● **Records from a dataset**:
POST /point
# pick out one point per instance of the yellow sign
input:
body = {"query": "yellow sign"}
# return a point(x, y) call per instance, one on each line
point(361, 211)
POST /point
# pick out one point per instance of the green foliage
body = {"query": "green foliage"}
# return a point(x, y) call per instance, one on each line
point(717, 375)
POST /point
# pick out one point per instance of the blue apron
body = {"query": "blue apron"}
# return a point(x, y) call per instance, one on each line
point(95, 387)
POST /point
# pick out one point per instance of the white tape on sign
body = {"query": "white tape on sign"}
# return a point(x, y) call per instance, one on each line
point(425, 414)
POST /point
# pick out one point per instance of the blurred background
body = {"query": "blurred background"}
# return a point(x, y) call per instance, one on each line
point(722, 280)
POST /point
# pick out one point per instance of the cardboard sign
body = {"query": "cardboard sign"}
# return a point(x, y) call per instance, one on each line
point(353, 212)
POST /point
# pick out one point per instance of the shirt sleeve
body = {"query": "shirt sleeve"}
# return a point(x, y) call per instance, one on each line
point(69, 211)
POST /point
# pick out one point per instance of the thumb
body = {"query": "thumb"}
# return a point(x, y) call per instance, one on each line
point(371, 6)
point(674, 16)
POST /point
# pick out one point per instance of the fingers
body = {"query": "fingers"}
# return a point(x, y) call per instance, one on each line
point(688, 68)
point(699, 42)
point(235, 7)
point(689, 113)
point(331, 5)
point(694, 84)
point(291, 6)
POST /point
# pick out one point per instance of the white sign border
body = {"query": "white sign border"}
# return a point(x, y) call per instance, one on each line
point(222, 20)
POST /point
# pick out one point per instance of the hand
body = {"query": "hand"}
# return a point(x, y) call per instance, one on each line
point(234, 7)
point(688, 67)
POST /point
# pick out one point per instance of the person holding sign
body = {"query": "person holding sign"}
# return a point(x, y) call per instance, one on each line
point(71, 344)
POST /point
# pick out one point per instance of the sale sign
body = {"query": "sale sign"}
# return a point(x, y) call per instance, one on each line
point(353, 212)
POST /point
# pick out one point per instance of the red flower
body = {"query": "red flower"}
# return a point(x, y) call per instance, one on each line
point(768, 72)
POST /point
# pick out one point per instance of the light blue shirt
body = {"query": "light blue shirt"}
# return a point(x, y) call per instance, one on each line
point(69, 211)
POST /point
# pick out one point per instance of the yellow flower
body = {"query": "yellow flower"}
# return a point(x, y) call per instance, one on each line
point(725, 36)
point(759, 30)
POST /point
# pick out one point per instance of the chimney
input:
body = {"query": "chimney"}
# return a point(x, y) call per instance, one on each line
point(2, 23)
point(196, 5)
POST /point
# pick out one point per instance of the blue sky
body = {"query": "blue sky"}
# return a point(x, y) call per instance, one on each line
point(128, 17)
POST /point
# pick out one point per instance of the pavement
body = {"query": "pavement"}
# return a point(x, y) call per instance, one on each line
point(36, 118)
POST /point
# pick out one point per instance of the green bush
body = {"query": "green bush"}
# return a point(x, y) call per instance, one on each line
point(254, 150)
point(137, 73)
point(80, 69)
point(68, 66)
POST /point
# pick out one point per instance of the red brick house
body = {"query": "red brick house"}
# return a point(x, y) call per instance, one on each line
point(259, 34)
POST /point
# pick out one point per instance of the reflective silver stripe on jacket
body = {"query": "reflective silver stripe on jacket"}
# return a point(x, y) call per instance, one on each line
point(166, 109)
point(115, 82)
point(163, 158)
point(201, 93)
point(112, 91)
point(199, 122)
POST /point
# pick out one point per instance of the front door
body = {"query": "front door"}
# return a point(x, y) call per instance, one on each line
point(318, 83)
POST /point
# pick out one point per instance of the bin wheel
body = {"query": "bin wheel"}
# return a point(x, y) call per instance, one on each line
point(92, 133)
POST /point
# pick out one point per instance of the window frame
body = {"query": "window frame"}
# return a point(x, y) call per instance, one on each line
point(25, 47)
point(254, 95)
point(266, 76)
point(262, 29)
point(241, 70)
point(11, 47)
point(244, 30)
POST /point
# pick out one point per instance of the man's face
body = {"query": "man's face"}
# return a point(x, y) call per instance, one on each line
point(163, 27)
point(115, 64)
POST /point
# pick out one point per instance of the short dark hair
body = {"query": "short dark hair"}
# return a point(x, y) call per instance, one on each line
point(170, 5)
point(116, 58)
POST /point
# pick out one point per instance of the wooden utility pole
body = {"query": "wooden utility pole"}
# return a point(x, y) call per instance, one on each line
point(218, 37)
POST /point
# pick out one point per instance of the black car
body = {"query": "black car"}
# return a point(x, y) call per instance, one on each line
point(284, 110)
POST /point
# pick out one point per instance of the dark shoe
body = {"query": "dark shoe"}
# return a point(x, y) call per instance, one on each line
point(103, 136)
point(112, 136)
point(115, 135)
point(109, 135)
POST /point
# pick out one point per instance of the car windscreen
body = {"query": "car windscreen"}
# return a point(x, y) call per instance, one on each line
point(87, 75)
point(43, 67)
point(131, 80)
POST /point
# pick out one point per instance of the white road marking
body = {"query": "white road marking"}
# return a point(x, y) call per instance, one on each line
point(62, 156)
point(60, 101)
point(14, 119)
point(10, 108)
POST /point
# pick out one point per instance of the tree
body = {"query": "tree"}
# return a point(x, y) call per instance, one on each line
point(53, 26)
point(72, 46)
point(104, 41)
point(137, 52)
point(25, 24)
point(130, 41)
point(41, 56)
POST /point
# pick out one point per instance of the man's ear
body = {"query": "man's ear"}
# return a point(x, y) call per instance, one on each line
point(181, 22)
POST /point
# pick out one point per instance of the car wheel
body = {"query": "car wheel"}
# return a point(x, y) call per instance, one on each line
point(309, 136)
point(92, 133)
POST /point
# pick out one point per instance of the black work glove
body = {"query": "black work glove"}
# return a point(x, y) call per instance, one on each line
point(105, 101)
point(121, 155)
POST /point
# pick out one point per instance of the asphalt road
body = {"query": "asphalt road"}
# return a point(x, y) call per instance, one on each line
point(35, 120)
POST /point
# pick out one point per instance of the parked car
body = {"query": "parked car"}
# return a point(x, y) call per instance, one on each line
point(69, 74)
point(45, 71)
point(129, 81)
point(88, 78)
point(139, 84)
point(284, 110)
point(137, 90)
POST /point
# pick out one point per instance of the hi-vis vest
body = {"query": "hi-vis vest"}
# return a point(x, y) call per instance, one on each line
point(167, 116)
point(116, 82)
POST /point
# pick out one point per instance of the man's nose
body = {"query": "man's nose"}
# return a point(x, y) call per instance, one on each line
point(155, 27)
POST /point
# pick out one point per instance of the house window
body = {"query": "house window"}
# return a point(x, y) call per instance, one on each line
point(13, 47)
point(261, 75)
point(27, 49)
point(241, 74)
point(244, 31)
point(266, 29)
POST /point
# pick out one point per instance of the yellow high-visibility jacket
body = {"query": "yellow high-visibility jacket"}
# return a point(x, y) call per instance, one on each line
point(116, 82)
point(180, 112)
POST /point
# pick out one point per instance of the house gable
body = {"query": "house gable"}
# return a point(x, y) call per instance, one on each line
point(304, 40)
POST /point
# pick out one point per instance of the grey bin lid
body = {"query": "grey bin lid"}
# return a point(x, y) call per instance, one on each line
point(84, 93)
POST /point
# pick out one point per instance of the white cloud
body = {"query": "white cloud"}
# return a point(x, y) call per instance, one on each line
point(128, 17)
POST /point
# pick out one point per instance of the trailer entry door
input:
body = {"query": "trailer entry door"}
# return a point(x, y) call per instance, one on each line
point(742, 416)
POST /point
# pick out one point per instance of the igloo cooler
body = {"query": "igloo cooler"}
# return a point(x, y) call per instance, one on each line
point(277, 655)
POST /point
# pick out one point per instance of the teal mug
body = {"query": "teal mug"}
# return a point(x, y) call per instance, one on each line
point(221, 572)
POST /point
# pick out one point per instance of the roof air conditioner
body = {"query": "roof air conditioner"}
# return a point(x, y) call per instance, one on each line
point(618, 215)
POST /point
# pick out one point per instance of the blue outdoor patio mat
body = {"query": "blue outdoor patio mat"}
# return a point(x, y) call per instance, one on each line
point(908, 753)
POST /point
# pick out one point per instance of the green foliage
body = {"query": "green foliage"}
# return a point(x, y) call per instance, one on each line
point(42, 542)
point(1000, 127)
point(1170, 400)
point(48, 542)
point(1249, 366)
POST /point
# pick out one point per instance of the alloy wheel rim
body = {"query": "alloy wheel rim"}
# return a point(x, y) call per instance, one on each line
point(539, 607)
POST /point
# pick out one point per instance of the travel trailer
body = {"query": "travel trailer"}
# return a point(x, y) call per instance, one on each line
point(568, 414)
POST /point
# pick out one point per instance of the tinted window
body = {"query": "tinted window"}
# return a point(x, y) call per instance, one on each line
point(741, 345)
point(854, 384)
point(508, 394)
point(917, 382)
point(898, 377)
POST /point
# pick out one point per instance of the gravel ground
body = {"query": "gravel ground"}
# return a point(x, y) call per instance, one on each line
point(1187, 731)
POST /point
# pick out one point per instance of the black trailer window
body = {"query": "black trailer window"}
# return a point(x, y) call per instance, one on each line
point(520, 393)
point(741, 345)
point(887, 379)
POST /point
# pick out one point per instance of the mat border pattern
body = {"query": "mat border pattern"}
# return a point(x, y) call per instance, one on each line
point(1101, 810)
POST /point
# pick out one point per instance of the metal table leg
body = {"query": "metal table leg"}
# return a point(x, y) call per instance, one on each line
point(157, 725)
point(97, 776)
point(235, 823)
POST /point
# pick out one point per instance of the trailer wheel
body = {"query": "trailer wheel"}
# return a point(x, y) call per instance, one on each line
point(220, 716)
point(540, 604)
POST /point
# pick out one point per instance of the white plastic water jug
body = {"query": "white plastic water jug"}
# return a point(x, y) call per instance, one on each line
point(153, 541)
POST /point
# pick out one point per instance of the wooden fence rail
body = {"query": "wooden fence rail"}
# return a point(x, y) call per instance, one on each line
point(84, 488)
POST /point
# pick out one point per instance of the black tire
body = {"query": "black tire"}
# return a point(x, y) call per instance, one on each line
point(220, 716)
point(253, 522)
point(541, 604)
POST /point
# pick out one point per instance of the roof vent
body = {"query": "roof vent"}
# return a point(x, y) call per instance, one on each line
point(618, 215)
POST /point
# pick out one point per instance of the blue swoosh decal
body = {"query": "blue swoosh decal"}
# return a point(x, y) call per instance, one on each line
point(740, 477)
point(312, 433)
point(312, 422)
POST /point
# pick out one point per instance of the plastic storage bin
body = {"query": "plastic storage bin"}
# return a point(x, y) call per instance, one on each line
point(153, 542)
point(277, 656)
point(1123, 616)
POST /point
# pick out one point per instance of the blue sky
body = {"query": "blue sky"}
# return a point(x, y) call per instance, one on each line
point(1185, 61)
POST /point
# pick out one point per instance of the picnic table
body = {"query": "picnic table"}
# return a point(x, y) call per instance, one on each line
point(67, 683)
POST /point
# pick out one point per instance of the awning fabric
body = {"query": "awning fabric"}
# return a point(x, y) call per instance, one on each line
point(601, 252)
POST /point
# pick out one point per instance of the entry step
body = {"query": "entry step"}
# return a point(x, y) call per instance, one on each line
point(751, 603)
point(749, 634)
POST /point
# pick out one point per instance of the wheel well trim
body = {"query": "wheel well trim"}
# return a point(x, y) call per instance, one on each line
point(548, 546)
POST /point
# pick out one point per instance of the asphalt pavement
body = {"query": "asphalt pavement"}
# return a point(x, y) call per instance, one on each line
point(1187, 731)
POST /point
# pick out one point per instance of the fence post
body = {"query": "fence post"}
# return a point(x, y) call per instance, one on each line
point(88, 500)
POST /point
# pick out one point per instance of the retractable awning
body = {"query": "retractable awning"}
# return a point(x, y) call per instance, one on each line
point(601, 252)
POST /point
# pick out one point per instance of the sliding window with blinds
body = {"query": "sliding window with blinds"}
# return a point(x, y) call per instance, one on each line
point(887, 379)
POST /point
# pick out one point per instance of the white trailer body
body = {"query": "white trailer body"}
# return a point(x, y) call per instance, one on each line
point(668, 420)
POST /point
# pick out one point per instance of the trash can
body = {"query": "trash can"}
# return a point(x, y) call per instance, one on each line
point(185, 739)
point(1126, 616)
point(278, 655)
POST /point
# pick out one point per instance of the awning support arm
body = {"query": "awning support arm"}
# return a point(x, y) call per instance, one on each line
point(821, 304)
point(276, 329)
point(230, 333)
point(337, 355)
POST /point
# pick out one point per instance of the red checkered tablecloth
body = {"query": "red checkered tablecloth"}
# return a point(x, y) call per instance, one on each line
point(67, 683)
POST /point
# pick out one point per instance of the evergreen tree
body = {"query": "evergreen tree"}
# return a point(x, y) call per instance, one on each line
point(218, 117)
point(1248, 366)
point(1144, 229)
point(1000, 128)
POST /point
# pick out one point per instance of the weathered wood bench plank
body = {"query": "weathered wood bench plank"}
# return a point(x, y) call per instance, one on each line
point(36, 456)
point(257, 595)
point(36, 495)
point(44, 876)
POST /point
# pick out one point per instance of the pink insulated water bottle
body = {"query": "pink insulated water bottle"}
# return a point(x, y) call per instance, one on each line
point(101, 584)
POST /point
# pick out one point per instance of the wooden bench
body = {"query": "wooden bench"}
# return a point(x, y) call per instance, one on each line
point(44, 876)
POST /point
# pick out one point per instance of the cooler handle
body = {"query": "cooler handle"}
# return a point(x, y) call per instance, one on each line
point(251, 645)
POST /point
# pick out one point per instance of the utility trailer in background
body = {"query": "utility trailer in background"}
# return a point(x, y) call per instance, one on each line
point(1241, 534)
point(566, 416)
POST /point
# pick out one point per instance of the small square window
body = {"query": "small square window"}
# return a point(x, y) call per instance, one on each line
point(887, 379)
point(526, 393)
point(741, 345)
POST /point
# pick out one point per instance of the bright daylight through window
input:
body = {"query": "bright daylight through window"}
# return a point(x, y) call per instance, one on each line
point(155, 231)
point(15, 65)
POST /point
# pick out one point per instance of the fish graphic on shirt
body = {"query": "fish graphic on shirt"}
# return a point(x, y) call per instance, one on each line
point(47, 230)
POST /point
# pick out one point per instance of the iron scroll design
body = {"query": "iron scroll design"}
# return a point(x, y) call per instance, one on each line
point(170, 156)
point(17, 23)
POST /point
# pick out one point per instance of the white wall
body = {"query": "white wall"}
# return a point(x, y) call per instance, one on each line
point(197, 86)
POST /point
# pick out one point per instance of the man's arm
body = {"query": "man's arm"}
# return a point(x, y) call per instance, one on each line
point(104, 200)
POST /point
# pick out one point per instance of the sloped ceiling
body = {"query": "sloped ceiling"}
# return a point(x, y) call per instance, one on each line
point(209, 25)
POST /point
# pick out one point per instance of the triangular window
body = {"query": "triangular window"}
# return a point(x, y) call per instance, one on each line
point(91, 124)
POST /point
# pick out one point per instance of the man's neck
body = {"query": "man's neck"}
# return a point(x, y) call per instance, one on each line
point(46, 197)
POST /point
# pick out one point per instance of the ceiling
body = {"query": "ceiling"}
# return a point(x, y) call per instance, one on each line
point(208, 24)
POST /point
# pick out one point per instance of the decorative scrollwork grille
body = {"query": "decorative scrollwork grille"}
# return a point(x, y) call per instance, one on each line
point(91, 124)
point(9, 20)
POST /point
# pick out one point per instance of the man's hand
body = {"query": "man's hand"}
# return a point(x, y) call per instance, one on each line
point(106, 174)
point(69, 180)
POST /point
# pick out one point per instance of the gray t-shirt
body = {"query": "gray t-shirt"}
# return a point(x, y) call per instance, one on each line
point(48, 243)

● **Stated goal**: Extract, with no changes, the lines starting with the first line of the records and going on through the line with "point(425, 414)".

● **Correct output**:
POST /point
# pick out one point per instance of the yellow sign
input:
body = {"query": "yellow sign"}
# return a point(x, y) call per instance, one on each line
point(361, 211)
POST /point
# pick out one point per instance of the green foliage
body = {"query": "green foliage"}
# return a point(x, y) call per instance, one on each line
point(717, 375)
POST /point
# pick out one point per instance of the blue apron
body = {"query": "blue apron"}
# return a point(x, y) call per instance, one on each line
point(95, 387)
POST /point
# pick out one point per instance of the white tape on sign
body = {"query": "white tape on sign"}
# return a point(x, y) call per instance, one on each line
point(425, 414)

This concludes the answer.